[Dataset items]
━━━━━━━━━━━━━━━━

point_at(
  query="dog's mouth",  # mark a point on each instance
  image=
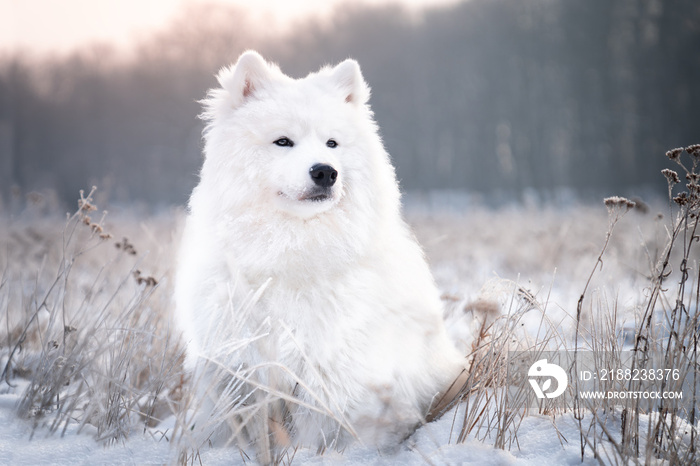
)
(317, 197)
(313, 195)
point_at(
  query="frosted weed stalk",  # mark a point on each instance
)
(666, 337)
(92, 338)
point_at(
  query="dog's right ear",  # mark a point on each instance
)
(247, 76)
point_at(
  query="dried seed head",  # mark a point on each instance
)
(674, 154)
(681, 199)
(617, 201)
(693, 150)
(671, 176)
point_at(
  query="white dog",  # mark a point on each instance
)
(298, 279)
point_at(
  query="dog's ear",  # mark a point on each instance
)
(348, 78)
(247, 76)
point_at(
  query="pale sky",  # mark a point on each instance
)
(65, 25)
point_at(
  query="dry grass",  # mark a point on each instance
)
(85, 319)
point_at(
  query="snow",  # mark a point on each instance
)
(433, 443)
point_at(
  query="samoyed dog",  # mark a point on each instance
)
(307, 306)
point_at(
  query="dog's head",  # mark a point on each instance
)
(299, 145)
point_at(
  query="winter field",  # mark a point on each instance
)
(92, 367)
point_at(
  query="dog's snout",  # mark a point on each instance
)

━━━━━━━━━━━━━━━━

Extract each line in the entries above that contains the string "head". Treat the match as case-sensitive.

__EXPECTED ANSWER__.
  query="dried seed head",  # mark a point on each instance
  query="dog's head",  # mark a point on each instance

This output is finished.